(Data extracts)
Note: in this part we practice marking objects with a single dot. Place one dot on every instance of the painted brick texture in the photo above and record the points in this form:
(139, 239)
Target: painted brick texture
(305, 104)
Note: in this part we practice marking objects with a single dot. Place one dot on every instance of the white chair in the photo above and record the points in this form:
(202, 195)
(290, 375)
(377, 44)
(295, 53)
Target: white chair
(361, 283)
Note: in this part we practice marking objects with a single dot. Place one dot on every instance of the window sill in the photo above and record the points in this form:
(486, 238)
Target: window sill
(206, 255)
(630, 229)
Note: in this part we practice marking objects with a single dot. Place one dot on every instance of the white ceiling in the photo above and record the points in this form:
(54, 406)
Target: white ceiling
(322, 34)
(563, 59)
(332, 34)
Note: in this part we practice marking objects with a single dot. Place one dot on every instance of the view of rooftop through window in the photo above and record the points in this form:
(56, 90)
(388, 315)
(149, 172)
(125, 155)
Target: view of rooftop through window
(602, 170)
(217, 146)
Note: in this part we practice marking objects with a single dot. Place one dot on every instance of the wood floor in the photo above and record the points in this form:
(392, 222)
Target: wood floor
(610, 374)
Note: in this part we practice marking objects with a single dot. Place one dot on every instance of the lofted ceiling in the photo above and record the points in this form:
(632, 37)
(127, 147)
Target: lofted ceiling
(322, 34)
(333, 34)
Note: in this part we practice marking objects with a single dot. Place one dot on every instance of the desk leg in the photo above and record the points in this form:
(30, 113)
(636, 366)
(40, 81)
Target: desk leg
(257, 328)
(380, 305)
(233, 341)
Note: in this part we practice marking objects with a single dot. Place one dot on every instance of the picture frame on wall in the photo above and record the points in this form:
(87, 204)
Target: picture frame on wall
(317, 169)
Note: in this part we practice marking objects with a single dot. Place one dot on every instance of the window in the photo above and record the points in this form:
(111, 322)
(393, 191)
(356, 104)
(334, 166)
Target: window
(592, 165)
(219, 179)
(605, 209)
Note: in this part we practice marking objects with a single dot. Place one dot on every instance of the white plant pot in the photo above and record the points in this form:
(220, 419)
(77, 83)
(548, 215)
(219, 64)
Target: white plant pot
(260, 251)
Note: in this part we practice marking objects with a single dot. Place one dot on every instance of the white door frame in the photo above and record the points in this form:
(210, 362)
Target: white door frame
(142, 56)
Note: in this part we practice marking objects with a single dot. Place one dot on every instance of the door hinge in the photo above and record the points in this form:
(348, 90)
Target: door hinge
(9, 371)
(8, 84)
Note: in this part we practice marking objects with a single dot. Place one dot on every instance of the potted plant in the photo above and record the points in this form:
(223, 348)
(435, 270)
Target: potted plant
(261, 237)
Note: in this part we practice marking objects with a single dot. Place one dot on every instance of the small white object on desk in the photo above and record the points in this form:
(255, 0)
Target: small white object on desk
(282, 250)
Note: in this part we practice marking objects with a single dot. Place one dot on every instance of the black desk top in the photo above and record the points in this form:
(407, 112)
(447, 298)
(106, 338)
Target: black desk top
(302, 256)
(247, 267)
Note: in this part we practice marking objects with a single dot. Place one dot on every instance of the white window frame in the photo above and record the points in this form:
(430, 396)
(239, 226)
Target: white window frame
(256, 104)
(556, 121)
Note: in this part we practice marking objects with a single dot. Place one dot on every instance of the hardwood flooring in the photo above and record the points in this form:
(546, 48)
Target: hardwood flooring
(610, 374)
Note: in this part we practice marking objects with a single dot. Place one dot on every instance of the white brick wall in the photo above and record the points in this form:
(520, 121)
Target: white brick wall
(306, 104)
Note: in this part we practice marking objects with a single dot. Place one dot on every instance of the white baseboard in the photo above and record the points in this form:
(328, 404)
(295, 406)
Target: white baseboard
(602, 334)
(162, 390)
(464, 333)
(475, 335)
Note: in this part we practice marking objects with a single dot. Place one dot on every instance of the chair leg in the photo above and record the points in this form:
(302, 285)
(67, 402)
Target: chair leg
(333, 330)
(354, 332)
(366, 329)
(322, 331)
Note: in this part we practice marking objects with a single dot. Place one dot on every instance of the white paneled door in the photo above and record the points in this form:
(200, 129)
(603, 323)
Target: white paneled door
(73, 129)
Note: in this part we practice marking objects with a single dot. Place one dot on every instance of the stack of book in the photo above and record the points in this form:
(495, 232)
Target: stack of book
(End Data extracts)
_Problem_.
How many of the lines above include the string "stack"? Answer with the number only.

_Task result_.
2